**Goal:** Reproduce verbatim the stretch of the records from the line containing "If it's not too much trouble, please detect the buddha statue" through the line containing "171 500 232 521", including both of those lines.

**Listed entries:**

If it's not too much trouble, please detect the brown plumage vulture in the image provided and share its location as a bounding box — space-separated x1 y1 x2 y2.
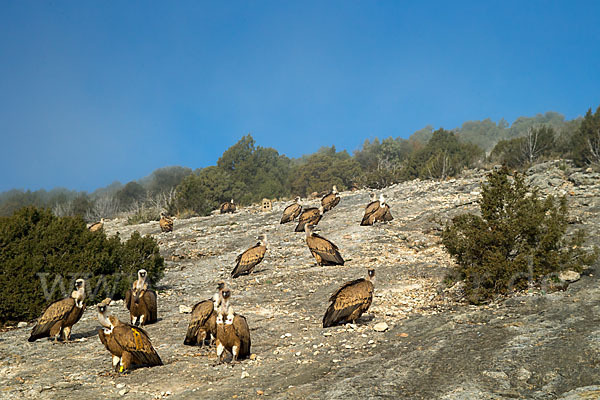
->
323 269 375 328
231 235 267 278
279 196 302 224
158 212 173 232
88 218 104 232
125 269 158 325
360 194 394 226
28 279 85 342
305 225 344 265
321 185 340 212
183 282 225 346
220 199 236 214
98 299 163 372
294 206 325 232
216 288 251 363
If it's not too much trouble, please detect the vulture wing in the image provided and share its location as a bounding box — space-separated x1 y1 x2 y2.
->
183 299 214 346
306 234 344 265
323 278 373 328
360 200 379 226
112 324 162 366
321 193 340 211
233 314 251 358
28 297 75 342
294 208 322 232
231 244 267 278
381 205 394 222
279 203 302 224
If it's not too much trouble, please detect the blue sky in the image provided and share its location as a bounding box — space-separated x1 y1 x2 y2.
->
0 0 600 191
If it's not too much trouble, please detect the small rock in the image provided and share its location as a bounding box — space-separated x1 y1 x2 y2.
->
373 322 389 332
558 270 581 283
179 304 192 314
517 367 531 381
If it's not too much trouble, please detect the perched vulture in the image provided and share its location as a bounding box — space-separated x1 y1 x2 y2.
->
375 194 394 222
216 289 251 363
98 299 163 372
323 269 375 328
294 206 325 232
183 282 225 346
305 225 344 265
28 279 85 342
360 193 381 226
221 199 236 214
125 269 157 325
321 185 340 212
360 194 394 226
158 212 173 232
88 218 104 232
231 235 267 278
279 196 302 224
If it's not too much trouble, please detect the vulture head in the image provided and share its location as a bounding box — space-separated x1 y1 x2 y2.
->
258 233 267 246
97 298 112 329
367 268 375 282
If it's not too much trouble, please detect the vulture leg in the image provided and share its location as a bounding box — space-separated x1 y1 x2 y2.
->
217 342 225 364
63 326 71 342
113 356 121 372
119 351 133 372
231 346 240 364
50 323 62 343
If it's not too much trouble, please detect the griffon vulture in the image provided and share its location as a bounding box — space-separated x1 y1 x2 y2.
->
360 194 394 226
28 279 85 342
321 185 340 212
305 225 344 265
294 206 325 232
323 269 375 328
279 196 302 224
88 218 104 232
183 282 225 346
231 235 267 278
158 212 173 232
216 288 251 363
220 199 236 214
125 269 157 325
98 299 163 372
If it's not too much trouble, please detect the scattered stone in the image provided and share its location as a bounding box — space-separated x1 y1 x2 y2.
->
373 322 389 332
179 304 192 314
558 270 581 283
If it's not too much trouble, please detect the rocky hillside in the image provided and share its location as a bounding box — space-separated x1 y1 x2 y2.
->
0 162 600 400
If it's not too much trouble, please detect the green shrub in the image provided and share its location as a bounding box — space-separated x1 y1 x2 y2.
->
0 207 164 323
442 168 598 303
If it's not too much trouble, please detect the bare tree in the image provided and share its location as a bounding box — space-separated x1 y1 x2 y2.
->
521 127 554 164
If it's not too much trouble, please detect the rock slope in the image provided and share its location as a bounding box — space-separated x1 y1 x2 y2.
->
0 162 600 399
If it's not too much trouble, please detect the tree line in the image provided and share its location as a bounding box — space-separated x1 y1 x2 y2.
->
0 107 600 223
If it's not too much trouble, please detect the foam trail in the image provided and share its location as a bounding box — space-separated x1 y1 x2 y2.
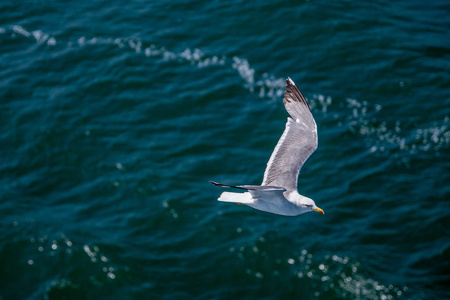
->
0 25 450 155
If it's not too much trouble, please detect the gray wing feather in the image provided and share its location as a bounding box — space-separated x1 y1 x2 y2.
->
262 78 317 192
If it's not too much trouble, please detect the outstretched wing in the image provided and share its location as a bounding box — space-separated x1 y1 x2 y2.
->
209 181 286 200
262 78 317 192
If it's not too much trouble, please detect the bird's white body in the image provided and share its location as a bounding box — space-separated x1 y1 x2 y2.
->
211 78 323 216
217 192 314 216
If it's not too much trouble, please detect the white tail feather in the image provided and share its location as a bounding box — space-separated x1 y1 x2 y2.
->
217 192 253 204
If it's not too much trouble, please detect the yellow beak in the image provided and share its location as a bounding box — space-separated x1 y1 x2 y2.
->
313 206 325 215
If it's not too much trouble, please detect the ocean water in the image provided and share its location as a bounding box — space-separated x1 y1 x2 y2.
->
0 0 450 299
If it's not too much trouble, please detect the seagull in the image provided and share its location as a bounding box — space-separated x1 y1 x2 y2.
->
210 77 324 216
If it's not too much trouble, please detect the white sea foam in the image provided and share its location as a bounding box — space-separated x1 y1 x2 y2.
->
0 25 450 155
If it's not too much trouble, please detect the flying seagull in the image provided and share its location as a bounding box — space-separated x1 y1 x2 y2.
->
210 77 324 216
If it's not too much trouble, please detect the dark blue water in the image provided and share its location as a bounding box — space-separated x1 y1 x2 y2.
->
0 0 450 299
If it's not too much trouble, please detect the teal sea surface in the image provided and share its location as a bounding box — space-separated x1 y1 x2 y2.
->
0 0 450 300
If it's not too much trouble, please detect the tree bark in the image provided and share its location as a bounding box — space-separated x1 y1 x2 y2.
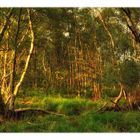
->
14 9 34 96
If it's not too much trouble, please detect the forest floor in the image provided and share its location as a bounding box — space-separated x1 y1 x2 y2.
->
0 91 140 132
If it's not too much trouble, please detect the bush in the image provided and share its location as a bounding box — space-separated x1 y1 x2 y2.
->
102 88 119 98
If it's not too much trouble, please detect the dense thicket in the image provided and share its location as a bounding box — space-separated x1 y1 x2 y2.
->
0 8 140 115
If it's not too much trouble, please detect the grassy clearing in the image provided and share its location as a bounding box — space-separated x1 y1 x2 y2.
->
0 89 140 132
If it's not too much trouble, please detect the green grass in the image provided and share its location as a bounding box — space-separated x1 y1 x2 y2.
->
0 91 140 132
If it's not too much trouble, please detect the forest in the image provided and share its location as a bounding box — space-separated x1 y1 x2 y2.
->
0 7 140 132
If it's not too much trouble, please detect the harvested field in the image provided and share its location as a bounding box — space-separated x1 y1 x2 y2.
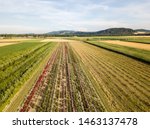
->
99 40 150 50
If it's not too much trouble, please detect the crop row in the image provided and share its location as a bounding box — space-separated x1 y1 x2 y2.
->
86 41 150 63
21 43 105 111
71 42 150 111
0 43 56 110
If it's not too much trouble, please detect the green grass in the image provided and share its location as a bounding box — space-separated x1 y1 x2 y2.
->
87 36 150 44
0 41 41 58
85 41 150 63
0 42 56 110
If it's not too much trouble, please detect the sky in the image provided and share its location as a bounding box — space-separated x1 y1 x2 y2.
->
0 0 150 34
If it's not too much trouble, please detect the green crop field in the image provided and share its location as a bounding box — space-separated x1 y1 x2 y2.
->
0 36 150 112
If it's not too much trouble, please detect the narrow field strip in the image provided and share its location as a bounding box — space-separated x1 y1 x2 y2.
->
98 40 150 50
0 43 56 111
85 41 150 64
70 42 150 111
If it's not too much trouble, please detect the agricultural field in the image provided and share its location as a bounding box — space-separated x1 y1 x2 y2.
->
0 36 150 112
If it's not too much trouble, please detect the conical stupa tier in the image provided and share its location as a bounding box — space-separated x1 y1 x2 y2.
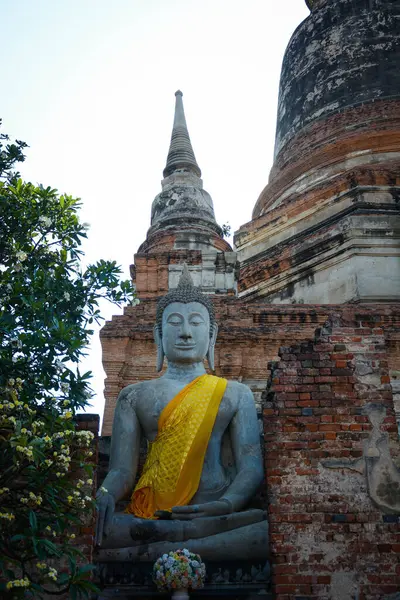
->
131 90 236 299
164 90 201 177
140 90 225 251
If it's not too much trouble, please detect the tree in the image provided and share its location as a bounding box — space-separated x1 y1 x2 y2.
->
0 121 134 598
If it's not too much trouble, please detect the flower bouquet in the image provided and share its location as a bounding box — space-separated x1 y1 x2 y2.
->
153 548 206 599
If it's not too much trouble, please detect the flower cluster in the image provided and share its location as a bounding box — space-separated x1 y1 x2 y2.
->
153 548 206 591
0 124 134 600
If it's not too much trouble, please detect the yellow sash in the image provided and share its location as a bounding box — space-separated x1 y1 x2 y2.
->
126 375 228 519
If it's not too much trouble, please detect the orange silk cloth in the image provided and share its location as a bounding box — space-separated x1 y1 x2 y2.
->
126 375 228 519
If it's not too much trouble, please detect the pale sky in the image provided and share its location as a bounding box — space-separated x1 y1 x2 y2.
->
0 0 309 424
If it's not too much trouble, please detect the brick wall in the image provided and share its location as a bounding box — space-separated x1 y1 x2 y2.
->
71 414 100 563
101 296 400 436
263 314 400 600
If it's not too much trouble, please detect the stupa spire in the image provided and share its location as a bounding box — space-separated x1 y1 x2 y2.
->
163 90 201 177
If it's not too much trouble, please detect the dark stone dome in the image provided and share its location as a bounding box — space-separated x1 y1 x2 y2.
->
275 0 400 156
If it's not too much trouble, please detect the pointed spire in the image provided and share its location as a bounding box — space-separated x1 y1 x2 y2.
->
163 90 201 177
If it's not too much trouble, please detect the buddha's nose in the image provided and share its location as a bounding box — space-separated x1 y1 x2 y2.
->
181 323 192 340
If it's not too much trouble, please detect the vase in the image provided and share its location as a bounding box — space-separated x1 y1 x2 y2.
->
172 589 189 600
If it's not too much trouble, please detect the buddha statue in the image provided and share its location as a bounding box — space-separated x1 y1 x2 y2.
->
96 265 268 562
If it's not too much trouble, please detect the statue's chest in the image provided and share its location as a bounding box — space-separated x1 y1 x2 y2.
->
138 385 234 441
138 385 188 441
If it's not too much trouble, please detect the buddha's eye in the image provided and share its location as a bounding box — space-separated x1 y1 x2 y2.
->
190 319 204 327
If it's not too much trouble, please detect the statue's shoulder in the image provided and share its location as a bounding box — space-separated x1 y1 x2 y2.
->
117 381 150 408
118 377 162 408
225 380 253 401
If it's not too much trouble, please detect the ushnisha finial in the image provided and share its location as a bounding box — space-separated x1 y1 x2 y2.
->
163 90 201 177
156 263 215 336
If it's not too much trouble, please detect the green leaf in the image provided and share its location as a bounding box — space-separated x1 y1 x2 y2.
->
29 510 37 532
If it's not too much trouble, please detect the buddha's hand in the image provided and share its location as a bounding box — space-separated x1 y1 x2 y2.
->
95 488 115 546
171 500 232 521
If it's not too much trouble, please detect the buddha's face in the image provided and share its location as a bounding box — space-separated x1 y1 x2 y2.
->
162 302 210 363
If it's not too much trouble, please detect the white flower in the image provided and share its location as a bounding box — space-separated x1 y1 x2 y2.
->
39 215 51 227
15 250 28 262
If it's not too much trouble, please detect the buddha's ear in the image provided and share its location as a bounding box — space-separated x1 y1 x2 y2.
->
153 325 164 373
207 323 218 371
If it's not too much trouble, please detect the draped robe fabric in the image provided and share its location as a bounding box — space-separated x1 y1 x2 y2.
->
126 375 228 519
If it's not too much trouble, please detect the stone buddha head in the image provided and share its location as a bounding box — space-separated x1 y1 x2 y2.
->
154 263 218 371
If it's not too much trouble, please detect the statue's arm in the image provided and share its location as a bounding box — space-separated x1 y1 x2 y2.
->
103 386 140 502
96 384 140 545
221 385 264 511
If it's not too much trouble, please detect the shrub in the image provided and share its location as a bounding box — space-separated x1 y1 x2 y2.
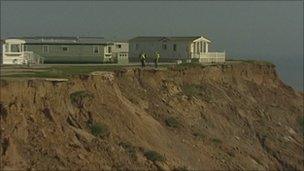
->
0 102 8 119
182 84 202 96
0 79 8 87
299 116 304 135
119 142 136 158
193 131 206 140
144 150 165 162
212 138 222 145
70 91 94 108
91 123 110 138
165 117 180 128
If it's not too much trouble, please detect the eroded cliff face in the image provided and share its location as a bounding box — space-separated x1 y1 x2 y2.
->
0 63 304 170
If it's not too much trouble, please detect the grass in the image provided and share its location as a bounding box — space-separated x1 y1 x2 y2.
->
226 59 274 66
70 91 94 108
91 123 110 138
171 62 204 70
144 150 165 162
5 65 124 78
165 117 180 128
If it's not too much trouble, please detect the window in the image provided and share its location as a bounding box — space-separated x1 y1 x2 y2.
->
62 46 69 52
173 44 176 51
116 44 121 49
42 45 49 53
135 44 139 50
11 44 21 52
108 46 112 53
93 46 99 54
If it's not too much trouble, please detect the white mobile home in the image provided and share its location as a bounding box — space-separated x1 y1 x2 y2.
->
2 37 129 64
129 36 225 62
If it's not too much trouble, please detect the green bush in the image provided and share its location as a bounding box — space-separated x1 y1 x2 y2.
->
212 138 222 145
193 131 206 140
165 117 180 128
119 142 136 158
182 84 202 96
91 123 110 138
299 116 304 135
70 91 94 108
144 150 165 162
0 102 8 119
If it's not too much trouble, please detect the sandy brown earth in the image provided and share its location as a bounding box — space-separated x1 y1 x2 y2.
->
0 62 304 170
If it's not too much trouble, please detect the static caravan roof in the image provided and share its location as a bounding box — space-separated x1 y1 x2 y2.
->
6 37 113 45
129 36 200 41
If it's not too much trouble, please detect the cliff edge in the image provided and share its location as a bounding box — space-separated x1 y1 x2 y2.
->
0 62 304 170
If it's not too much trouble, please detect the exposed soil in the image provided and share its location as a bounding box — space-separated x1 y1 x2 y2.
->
0 62 304 170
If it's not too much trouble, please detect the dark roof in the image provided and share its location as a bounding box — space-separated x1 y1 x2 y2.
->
129 36 200 41
6 36 109 44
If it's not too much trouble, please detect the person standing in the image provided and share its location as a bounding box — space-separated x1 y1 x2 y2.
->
154 52 160 68
140 53 146 68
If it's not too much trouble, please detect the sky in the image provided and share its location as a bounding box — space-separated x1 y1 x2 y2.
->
1 1 303 90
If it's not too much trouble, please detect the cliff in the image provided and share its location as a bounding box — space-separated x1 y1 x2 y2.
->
0 62 304 170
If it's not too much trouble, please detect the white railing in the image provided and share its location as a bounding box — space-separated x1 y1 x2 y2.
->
23 51 44 64
2 51 44 64
191 52 226 62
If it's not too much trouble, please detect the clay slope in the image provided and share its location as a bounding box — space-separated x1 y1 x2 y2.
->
0 63 304 170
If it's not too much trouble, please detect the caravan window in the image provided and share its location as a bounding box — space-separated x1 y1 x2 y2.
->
42 45 49 53
108 46 112 53
93 46 99 54
11 44 21 52
135 44 139 50
62 46 69 52
173 44 176 51
116 44 121 49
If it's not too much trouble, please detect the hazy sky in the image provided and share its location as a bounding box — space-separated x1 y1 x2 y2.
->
1 1 303 89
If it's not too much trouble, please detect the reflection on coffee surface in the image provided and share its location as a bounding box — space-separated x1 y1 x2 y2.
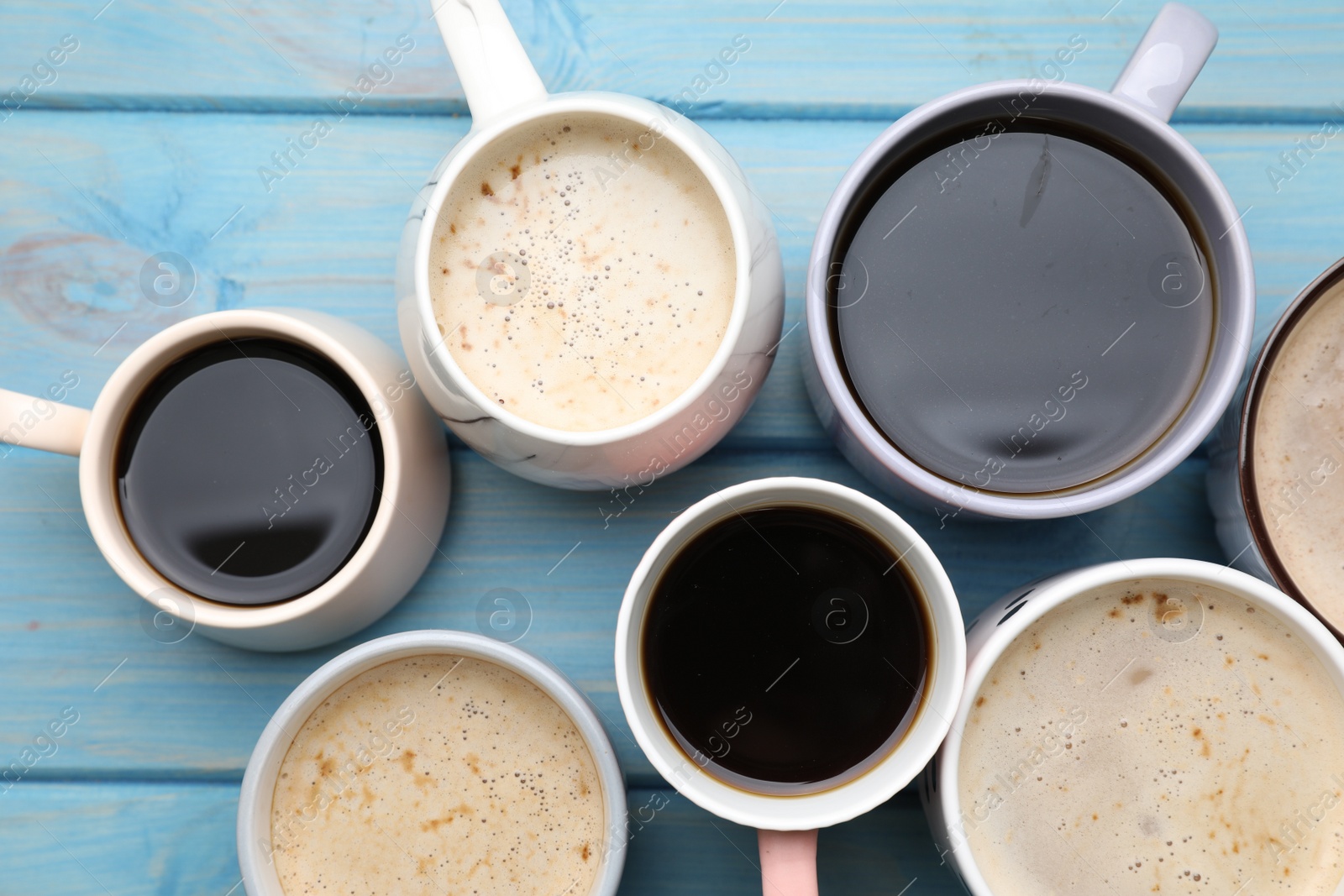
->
828 118 1214 493
271 654 606 896
428 116 737 432
643 506 932 794
1250 284 1344 629
116 338 383 605
954 580 1344 896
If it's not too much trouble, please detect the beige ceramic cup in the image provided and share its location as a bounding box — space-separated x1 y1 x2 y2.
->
0 309 449 650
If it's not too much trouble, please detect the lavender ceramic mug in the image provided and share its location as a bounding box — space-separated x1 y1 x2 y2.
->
804 4 1255 520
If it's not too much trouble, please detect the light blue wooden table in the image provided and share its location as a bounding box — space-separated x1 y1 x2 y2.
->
0 0 1344 896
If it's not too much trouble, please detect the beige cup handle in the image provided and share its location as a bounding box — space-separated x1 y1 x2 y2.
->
757 829 817 896
0 388 90 457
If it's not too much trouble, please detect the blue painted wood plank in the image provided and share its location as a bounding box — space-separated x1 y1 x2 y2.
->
0 113 1344 782
0 782 961 896
0 112 1344 450
0 448 1219 784
0 0 1344 123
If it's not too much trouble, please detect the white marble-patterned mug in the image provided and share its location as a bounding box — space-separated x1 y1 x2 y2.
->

**Solution for this exercise:**
If it's not too much trouble, please detect the buddha statue in the image provided and share its location as a bounding box — space-separated x1 y1 x2 y2.
->
96 265 268 562
If it's not too much trouble, please detect the statue's chest in the image provided and share its location as a bounding box — space-separated x1 y1 x2 y2.
->
138 385 234 441
138 385 188 441
If it's not too much trouble, please detect the buddha's eye in the image provided and share its location as a bounding box — space-separated x1 y1 x2 y2.
->
190 319 204 327
If it's not too much trouble, please detect the statue's shoulder in the image provided and share its location as a bounding box — space-separated x1 y1 x2 y2.
->
117 381 150 408
118 377 162 408
225 380 253 401
If it's not too much trouble, please detect the ushnisha finial in the image provided and share its location as a bounding box — space-separated x1 y1 x2 y2.
->
163 90 201 177
156 263 215 336
If it's not too much trouble, please detect the green leaf in the image provided and share its location as a bounding box — space-separated x1 y1 x2 y2.
->
29 510 37 532
If it's not too much trouble, please detect the buddha's hand in the image provided and share its location as a bounding box — space-separated x1 y1 x2 y2.
->
95 488 115 546
171 500 232 521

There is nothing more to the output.